[START OF Extract to read]

What’s so unfortunate about Guinan only showing up to give excellent insight and advice? She’s awesome and too bad Whoopi Goldberg was probably too busy to be a regular character on the show where they could flesh her out more. Maybe Guinan only shows up to dispense advice because she’s a bartender, so maybe that’s just a bartender stereotype and she happens to be black. To be honest, that’s probably how I always saw her character portrayed. She’s the bartender that’s always there to listen to your problems.
@10 RSM ;
I must agree with you. I never thought of Guinan as a “magical negro” character. In fact, I must admit I never even heard of that term until I started visiting here. I’m not saying that Torie’s opinion isn’t valid, as I’m probably very ignorant of the history of the “magical negro”… I’m just saying it hasn’t affected my view of the character or the actress playing her.
The only “magical negro” character I can truly think of is ‘Uncle Remus’ in Disney’s “Song Of The South”, which is now generally considered as racist in it’s depiction of slavery. It has been withdrawn from distribution and remains unavailable on home video except for a rare Japanese Laserdisc release.
re: Guinan as a Magical Negro. Torie didn’t invent this, it’s a real thing.

[END OF Extract to read]
[START OF Information given]

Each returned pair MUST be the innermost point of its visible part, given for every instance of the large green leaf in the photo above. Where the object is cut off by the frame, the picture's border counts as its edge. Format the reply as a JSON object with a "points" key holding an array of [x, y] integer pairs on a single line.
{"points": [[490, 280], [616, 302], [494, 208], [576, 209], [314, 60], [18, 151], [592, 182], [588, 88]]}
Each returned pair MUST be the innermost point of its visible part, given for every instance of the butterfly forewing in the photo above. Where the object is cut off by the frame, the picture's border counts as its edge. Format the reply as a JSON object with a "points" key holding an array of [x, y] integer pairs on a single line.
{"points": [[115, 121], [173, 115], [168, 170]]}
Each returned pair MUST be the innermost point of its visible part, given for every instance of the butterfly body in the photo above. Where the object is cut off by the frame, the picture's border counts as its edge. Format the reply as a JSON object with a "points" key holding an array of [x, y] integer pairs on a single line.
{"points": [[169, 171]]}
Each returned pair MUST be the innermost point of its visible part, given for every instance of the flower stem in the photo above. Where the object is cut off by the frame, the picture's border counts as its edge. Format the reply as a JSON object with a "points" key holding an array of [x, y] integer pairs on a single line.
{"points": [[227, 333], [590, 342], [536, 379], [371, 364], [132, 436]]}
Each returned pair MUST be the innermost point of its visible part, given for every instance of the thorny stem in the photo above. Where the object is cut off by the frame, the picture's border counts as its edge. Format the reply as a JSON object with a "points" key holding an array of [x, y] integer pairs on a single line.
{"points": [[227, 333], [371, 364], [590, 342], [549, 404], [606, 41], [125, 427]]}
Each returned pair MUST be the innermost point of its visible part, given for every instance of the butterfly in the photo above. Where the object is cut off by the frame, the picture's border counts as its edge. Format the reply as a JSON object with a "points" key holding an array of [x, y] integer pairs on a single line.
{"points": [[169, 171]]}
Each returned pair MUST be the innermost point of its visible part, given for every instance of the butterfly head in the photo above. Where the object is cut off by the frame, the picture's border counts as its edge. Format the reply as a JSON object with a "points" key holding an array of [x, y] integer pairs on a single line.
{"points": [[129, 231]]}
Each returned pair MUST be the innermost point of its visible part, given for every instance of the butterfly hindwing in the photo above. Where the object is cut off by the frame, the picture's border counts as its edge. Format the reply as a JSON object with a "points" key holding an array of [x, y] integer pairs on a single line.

[END OF Information given]

_Aim_
In the comments about Guinan, what is the only home video release of "Song Of The South" that is mentioned?

_Result below_
A rare Japanese Laserdisc release.